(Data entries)
───
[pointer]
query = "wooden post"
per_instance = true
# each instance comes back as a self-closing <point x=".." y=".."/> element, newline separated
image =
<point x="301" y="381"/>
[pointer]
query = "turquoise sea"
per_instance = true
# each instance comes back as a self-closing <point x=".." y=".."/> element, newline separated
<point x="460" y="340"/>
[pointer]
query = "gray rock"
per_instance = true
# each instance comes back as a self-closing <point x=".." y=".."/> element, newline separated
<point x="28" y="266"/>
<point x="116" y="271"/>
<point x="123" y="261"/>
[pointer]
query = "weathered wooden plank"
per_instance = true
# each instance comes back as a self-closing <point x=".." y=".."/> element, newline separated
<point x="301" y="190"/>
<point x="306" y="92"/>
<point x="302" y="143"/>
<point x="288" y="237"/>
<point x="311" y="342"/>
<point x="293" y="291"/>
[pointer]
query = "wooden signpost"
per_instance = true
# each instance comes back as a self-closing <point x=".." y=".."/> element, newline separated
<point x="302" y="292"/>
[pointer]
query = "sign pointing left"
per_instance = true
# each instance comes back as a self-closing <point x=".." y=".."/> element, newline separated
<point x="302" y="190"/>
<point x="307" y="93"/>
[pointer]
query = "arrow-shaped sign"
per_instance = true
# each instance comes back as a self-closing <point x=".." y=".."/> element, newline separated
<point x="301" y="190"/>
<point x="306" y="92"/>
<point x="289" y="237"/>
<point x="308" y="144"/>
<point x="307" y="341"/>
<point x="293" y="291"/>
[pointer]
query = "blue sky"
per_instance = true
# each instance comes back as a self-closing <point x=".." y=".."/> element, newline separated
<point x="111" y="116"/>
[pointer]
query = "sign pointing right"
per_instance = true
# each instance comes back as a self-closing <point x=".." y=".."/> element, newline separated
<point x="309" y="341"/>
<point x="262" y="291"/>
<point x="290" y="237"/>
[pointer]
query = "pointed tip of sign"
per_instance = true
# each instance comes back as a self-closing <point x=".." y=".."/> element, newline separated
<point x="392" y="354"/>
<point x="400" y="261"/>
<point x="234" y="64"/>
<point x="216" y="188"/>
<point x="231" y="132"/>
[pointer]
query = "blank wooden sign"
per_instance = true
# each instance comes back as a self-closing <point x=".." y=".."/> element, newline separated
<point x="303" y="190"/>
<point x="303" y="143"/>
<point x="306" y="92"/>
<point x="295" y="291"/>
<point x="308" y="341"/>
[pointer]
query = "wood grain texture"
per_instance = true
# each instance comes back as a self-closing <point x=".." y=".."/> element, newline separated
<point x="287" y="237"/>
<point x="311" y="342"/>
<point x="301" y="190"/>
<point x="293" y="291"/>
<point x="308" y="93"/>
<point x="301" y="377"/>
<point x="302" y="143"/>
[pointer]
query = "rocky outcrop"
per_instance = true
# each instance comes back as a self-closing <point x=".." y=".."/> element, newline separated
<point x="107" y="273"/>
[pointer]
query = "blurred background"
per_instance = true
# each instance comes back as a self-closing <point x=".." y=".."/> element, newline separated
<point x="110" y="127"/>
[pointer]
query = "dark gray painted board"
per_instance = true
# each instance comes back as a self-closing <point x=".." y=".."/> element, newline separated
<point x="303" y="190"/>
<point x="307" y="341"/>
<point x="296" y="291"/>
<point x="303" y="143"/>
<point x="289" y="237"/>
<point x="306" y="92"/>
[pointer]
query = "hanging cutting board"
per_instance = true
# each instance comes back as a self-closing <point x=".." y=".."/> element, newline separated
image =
───
* Task to carry out: Copy down the material exactly as written.

* Exercise answer:
[pointer]
query = "wooden post"
per_instance = true
# each instance comes back as a self-closing <point x=".." y=".."/> element, newline separated
image =
<point x="301" y="381"/>
[pointer]
query = "turquoise sea"
per_instance = true
# each instance comes back as a self-closing <point x=".." y=".."/> element, newline separated
<point x="460" y="340"/>
[pointer]
query = "gray rock"
per_instance = true
# each instance comes back as a self-closing <point x=".." y=".."/> element, newline separated
<point x="28" y="266"/>
<point x="116" y="271"/>
<point x="123" y="261"/>
[pointer]
query = "weathered wooden plank"
per_instance = true
# each instance comes back as a self-closing <point x=".." y=".."/> element, newline separated
<point x="301" y="190"/>
<point x="306" y="92"/>
<point x="302" y="143"/>
<point x="288" y="237"/>
<point x="311" y="342"/>
<point x="293" y="291"/>
[pointer]
query = "wooden signpost"
per_instance = true
# each instance comes back as a self-closing <point x=".." y=".."/> element, newline separated
<point x="302" y="292"/>
[pointer]
query = "sign pointing left"
per_instance = true
# each instance comes back as a self-closing <point x=".." y=".."/> element, newline separated
<point x="302" y="190"/>
<point x="307" y="93"/>
[pointer]
query = "arrow-shaped sign"
per_instance = true
# each instance comes back as a self-closing <point x=".." y=".."/> element, newline separated
<point x="301" y="190"/>
<point x="306" y="92"/>
<point x="289" y="237"/>
<point x="308" y="144"/>
<point x="307" y="341"/>
<point x="293" y="291"/>
[pointer]
query = "blue sky"
per_instance = true
# each instance comes back as a self-closing <point x=".." y=".."/> element, newline separated
<point x="111" y="116"/>
[pointer]
query = "sign pointing right"
per_instance = true
# each instance comes back as a self-closing <point x=".." y=".."/> element, newline separated
<point x="309" y="341"/>
<point x="262" y="291"/>
<point x="290" y="237"/>
[pointer]
query = "pointed tip of sign"
per_instance = true
# each instance comes back as a self-closing <point x=".." y=".."/> element, newline separated
<point x="392" y="354"/>
<point x="400" y="261"/>
<point x="234" y="64"/>
<point x="216" y="188"/>
<point x="231" y="132"/>
[pointer]
query = "blank wooden sign"
per_instance = true
# each instance comes back as a self-closing <point x=".." y=".."/> element, newline separated
<point x="303" y="190"/>
<point x="303" y="143"/>
<point x="306" y="92"/>
<point x="295" y="291"/>
<point x="308" y="341"/>
[pointer]
query = "wood grain texture"
per_instance = true
# each instance comes back as a self-closing <point x=".." y=".."/> element, newline separated
<point x="287" y="237"/>
<point x="311" y="342"/>
<point x="301" y="190"/>
<point x="293" y="291"/>
<point x="308" y="93"/>
<point x="301" y="377"/>
<point x="302" y="143"/>
[pointer]
query = "rocky outcrop"
per_instance = true
# each instance comes back as a self-closing <point x=".." y=".."/> element, newline separated
<point x="107" y="273"/>
[pointer]
query = "blurred background"
per_instance = true
# each instance comes back as a self-closing <point x=".." y=".."/> element, newline separated
<point x="110" y="127"/>
[pointer]
query = "dark gray painted board"
per_instance = true
# each instance comes back as a self-closing <point x=".." y=".."/> element, newline separated
<point x="303" y="190"/>
<point x="307" y="341"/>
<point x="296" y="291"/>
<point x="303" y="143"/>
<point x="289" y="237"/>
<point x="306" y="92"/>
[pointer]
query = "hanging cutting board"
per_instance = true
# each instance comes back as a self-closing <point x=".." y=".."/> element, newline separated
image =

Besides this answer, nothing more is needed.